# [Daftar Tugas]
(a) Di teks tentang Mahkamah Konstitusi di bawah, cari setiap frasa yang langsung mengikuti kata "sebagai" dan menjelaskan Mahkamah Konstitusi. Tuliskan semuanya.
(b) Salin persis sebagian teks tentang Mahkamah Konstitusi di bawah: mulai dari kata-kata "Bersama Mahkamah Agung, Mahkamah", lalu berhenti setelah "adalah undang-undang dasar 1945.".
(c) Menurut teks tentang Mahkamah Konstitusi di bawah, berapa kali undang-undang dasar sudah diamandemen?

# [Kutipan Teks]
WONG KUDUS PEKA HUKUM.
a) Sejarah pembentukan mahkamah konstitusi di Indonesia
Semangat
reformasi setelah masa orde baru bangsa Indonesia ingin melakukan
banyak perubahan mendasar. Dalam bidang ketatanegaraan khususnya
dilakukan amandemen undang-undang dasar 1945. Amandemen terhadap
undang-undang dasar telah dilakukan sebanyak empat kali. Pasca amandemen
perubahan ketiga undang-undang dasar 1945 terbentuklah mahkamah
konstitusi sebagai lembaga tinggi Negara. Mahkamah konstitusi sebagai
pengawal sekaligus penafsir undang-undang dasar merupakan sebuah lembaga
Negara yang sifatnya masih baru di dalam kehidupan ketatanegaraan di
dunia modern.
Bersama Mahkamah Agung, Mahkamah
Konstitusi adalah pemegang kekuasaan kehakiman di Indonesia. Sebagai
pemegang kekuasaan kehakiman mahkamah konstitusi diharapkan dapat
menjadi ujung tombak penegakan keadilan. Banyak yang berharap bahwa
pembentukan Mahkamah Konstitusi dapat menjamin hak konstitusioanal
warganegara. Sebab selama masa orde baru hak-hak dasar warganegara
selalu diabaikan oleh penguasa pada saat itu. Masyarakat pada masa itu
sering menjadi korban kebijakan pemerintah yang selalu mangabaikan hak
masyarakat. Keberadaan mahkamah konstitusi dapat menjadi wadah bagi
masyarakat untuk mendapatkan perlindungan akan hak-haknya yang telah
diatur dalam konstitusi, dalam hal ini adalah undang-undang dasar 1945.
Ide pembentukan mahkamah
konstitusi diawali oleh pembaharuan pemikiran dalam bidang
ketatanegaraan pada abad 20. Mahkamah Konstitusi merupakan lembaga
Negara yang berasal dari sistem hukum eropa kontinental. Indonesia
sebagai sebuah Negara hukum (Rechstaat) banyak dipengaruhi pemikiran
ketatanegaraan di Eropa terutama Negara dengan sistem hukum Eropa
Continental yang menganut supremasi konstitusi. Pada Negara yang
menganut Eropa Continental Mahkamah Konstitusi merupakan lembaga yang
merupakan bentuk perlindungan terhadap hak konstitusional warganegara.

# [Cuplikan Catatan]
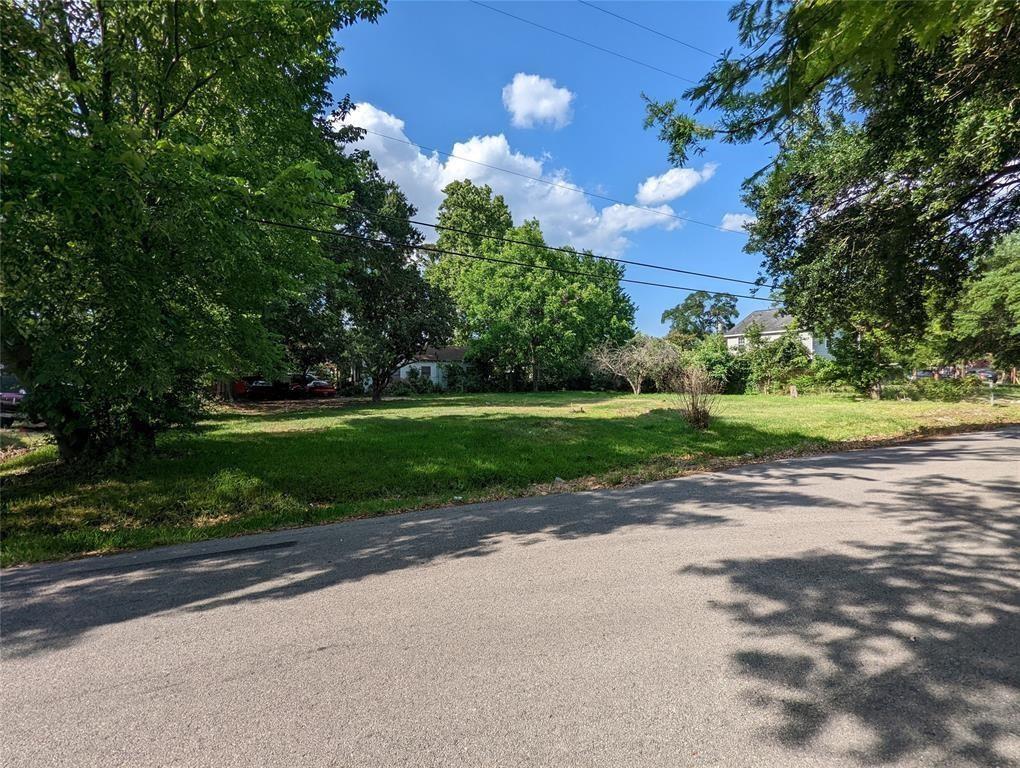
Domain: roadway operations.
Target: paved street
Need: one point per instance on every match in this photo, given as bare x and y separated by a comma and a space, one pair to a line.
848, 610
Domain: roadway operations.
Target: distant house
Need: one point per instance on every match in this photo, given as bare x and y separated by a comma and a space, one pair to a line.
432, 364
772, 323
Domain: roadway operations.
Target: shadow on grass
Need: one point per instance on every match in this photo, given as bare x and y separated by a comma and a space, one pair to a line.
396, 463
283, 410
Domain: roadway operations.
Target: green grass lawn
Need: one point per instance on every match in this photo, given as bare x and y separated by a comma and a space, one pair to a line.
294, 464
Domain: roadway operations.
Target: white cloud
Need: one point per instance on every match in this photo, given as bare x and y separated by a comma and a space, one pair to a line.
673, 184
567, 216
534, 101
735, 221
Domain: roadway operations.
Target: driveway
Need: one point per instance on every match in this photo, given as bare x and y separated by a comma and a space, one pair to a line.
849, 610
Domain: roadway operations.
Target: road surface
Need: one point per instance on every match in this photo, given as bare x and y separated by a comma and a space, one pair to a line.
847, 610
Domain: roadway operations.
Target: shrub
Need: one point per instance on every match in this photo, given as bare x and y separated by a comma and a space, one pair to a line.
697, 395
419, 385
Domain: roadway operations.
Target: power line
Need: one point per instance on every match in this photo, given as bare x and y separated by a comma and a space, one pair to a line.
434, 249
557, 185
512, 241
584, 42
648, 29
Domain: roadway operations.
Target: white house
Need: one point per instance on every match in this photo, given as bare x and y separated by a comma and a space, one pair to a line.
772, 323
432, 364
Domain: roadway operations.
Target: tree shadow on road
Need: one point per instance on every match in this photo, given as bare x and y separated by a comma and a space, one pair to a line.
914, 646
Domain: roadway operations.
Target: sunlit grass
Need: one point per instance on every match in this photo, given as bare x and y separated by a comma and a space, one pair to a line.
255, 469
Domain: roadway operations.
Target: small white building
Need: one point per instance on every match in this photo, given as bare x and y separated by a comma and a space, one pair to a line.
432, 364
772, 323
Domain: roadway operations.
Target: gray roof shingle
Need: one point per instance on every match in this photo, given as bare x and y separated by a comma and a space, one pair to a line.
769, 320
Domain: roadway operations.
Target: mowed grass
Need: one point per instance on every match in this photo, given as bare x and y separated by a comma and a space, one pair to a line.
261, 468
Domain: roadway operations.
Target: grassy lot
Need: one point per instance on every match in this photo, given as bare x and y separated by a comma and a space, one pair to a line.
293, 464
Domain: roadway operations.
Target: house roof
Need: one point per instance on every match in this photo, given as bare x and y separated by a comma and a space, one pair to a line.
442, 355
769, 320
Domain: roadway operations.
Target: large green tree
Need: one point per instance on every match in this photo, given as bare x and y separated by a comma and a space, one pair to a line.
533, 313
141, 144
987, 320
698, 315
898, 135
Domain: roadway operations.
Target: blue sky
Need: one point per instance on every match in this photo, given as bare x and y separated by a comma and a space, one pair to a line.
462, 79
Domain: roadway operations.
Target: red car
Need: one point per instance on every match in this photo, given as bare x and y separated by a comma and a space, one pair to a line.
320, 389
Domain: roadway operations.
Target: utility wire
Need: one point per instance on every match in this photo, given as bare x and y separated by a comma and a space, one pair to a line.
648, 29
434, 249
557, 185
512, 241
584, 42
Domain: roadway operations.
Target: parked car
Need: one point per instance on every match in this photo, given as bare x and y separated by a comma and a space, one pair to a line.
985, 374
298, 386
11, 395
254, 388
320, 389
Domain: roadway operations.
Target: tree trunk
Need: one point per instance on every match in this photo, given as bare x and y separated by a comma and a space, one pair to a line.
72, 445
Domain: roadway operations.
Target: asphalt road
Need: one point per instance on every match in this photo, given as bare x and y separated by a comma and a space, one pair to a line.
848, 610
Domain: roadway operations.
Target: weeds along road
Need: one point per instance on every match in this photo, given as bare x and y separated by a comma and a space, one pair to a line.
855, 609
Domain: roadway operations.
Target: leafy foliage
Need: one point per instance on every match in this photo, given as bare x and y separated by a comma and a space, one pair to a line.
988, 316
521, 323
772, 364
899, 132
143, 141
638, 359
698, 315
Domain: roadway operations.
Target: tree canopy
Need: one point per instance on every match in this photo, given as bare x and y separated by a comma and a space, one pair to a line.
698, 315
524, 321
898, 134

# [Jawaban Latihan]
(a)
- lembaga tinggi Negara
- pengawal sekaligus penafsir undang-undang dasar
- pemegang kekuasaan kehakiman

(b)
Bersama Mahkamah Agung, Mahkamah
Konstitusi adalah pemegang kekuasaan kehakiman di Indonesia. Sebagai
pemegang kekuasaan kehakiman mahkamah konstitusi diharapkan dapat
menjadi ujung tombak penegakan keadilan. Banyak yang berharap bahwa
pembentukan Mahkamah Konstitusi dapat menjamin hak konstitusioanal
warganegara. Sebab selama masa orde baru hak-hak dasar warganegara
selalu diabaikan oleh penguasa pada saat itu. Masyarakat pada masa itu
sering menjadi korban kebijakan pemerintah yang selalu mangabaikan hak
masyarakat. Keberadaan mahkamah konstitusi dapat menjadi wadah bagi
masyarakat untuk mendapatkan perlindungan akan hak-haknya yang telah
diatur dalam konstitusi, dalam hal ini adalah undang-undang dasar 1945.

(c) Empat kali.